■ EXERCISE INPUTS
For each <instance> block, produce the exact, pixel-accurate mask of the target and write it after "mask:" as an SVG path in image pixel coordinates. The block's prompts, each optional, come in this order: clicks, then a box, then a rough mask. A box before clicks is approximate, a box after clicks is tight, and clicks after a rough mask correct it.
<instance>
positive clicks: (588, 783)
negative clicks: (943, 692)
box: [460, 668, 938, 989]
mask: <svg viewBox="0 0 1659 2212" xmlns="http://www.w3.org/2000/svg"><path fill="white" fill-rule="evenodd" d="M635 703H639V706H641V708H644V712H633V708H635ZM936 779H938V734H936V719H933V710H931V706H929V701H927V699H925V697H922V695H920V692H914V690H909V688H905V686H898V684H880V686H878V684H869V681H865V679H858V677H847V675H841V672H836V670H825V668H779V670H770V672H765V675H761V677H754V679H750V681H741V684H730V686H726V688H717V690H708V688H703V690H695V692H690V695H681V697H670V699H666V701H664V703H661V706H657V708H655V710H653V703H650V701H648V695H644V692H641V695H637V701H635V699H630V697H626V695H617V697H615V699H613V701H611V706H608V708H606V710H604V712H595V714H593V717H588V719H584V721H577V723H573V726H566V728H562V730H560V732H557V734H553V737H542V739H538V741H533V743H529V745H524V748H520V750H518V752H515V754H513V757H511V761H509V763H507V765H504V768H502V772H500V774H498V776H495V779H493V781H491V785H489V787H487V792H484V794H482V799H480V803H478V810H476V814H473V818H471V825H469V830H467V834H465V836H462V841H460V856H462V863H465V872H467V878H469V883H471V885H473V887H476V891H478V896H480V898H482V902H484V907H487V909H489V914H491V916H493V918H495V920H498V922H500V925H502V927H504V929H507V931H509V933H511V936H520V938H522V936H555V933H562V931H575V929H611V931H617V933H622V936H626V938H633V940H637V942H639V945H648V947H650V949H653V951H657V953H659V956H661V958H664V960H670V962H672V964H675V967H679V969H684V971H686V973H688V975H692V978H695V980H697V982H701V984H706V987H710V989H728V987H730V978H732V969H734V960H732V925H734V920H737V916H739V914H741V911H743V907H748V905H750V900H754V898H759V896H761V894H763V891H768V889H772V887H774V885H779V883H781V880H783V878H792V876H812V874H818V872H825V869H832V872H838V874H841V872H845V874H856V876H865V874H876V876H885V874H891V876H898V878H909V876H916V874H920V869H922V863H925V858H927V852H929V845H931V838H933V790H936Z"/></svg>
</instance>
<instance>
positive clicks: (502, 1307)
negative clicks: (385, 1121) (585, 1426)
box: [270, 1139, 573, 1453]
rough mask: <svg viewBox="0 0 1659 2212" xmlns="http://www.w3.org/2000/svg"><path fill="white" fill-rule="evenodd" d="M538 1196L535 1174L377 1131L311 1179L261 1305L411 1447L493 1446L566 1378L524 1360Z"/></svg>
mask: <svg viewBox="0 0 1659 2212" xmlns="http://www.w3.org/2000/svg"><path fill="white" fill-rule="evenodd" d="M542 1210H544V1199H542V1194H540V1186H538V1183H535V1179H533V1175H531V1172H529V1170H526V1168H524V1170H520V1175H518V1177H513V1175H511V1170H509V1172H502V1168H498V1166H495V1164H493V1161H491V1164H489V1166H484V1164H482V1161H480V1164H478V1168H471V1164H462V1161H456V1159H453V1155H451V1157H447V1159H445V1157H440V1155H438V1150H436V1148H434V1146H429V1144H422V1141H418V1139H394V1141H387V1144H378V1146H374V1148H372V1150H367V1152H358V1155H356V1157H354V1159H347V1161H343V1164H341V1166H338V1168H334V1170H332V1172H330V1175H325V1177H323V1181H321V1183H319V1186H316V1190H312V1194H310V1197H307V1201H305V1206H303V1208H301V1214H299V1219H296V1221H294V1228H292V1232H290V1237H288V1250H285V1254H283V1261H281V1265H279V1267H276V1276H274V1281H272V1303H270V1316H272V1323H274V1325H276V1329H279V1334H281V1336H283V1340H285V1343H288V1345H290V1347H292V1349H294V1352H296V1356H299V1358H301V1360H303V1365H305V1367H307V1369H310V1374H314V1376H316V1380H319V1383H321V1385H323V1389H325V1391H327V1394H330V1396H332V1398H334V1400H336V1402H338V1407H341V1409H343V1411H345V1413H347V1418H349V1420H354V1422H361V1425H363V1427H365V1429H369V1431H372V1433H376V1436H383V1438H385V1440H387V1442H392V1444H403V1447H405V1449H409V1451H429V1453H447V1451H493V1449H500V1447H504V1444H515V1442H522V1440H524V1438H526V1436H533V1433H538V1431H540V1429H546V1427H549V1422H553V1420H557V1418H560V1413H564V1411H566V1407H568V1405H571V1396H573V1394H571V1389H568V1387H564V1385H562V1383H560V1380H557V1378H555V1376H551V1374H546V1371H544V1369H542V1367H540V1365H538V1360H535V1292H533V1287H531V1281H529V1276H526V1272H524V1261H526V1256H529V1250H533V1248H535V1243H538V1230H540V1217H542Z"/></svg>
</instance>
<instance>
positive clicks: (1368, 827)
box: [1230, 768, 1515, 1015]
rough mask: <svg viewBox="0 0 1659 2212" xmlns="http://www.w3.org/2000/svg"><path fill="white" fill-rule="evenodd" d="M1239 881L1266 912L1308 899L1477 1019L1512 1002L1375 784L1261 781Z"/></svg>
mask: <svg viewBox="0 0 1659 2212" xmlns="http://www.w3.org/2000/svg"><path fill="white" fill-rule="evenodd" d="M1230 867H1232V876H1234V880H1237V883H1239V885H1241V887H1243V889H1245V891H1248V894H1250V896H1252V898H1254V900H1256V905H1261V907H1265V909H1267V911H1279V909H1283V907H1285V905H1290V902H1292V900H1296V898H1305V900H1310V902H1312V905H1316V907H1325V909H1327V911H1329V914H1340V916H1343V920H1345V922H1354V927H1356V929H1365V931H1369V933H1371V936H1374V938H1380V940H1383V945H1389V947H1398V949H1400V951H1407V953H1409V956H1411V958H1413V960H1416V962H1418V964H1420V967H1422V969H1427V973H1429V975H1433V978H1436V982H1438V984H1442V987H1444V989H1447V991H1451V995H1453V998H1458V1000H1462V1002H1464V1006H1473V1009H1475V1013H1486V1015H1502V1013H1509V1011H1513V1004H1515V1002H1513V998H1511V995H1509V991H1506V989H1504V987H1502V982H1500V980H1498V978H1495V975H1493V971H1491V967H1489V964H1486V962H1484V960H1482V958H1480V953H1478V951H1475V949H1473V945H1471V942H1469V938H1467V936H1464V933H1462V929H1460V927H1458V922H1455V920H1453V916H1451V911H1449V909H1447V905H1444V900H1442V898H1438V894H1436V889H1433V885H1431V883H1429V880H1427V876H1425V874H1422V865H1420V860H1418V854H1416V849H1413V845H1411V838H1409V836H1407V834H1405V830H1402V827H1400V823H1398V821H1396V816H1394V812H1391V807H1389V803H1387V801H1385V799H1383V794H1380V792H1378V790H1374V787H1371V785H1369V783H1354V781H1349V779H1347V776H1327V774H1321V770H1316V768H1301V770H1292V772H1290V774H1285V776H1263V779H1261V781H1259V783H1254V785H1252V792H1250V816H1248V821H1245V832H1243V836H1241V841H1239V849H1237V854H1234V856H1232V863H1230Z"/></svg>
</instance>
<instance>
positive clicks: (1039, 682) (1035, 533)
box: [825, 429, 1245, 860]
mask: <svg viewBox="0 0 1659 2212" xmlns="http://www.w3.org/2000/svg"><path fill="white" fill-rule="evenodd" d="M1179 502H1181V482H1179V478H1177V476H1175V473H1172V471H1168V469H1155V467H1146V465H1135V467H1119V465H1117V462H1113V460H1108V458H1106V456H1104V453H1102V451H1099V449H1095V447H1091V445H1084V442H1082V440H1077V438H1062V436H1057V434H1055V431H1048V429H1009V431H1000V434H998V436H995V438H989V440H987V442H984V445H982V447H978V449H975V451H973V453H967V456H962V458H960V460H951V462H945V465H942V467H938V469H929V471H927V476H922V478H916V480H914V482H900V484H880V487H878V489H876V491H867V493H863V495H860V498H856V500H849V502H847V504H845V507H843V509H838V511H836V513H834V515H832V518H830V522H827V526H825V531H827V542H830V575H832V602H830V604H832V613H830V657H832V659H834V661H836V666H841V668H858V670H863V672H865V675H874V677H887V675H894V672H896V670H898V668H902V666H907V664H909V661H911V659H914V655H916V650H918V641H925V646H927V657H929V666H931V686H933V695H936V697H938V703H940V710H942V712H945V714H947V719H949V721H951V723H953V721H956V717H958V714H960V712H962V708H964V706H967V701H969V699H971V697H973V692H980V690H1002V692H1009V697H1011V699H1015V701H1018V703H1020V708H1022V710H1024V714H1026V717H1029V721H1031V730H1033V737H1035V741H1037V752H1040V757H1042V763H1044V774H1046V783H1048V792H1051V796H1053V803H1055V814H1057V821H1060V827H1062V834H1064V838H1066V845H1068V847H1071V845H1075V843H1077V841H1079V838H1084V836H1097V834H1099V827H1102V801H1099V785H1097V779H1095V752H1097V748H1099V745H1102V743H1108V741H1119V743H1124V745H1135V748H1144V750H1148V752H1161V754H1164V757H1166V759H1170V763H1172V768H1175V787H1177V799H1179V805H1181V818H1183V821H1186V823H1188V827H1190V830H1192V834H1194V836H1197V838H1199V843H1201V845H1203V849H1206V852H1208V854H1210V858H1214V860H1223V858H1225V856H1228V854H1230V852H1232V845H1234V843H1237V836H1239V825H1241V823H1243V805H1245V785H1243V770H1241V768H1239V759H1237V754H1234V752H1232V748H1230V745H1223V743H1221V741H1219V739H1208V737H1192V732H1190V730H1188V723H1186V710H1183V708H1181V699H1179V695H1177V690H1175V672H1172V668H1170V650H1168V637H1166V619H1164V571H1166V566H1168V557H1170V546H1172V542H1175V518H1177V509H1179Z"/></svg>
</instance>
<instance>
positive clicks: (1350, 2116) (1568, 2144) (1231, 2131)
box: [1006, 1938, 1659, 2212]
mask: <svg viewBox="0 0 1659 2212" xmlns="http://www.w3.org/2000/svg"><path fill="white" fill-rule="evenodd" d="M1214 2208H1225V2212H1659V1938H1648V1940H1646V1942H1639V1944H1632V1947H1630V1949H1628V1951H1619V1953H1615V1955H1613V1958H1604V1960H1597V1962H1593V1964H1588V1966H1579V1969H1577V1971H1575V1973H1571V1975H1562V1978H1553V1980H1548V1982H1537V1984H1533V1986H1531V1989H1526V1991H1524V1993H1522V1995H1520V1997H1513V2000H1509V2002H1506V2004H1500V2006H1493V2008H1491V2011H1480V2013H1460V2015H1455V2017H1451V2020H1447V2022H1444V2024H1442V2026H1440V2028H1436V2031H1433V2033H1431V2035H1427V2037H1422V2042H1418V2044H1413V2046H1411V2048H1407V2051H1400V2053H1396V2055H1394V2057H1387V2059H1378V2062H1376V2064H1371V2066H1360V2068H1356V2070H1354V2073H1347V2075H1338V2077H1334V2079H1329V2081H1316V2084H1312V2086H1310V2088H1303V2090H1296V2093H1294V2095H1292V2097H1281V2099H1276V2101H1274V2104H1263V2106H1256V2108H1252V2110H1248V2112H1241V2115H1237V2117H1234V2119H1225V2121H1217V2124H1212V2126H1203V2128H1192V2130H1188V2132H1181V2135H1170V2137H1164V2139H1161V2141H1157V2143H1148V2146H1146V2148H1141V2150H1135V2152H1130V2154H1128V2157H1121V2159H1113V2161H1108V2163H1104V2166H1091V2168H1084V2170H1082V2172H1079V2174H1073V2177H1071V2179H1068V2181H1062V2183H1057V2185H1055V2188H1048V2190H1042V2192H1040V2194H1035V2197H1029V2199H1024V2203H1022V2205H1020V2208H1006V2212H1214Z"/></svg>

■ EXERCISE
Up to and including the line with "negative clicks: (943, 692)", write out the records above exactly, starting from their first line.

■ RESPONSE TO THE TASK
For each <instance> block, produce the exact, pixel-accurate mask of the target and write it after "mask:" as an SVG path in image pixel coordinates. The block's prompts, each optional, come in this order: clicks, then a box, then a rough mask. A box before clicks is approximate, a box after clicks is tight, and clicks after a rough mask correct it.
<instance>
positive clicks: (588, 783)
negative clicks: (943, 692)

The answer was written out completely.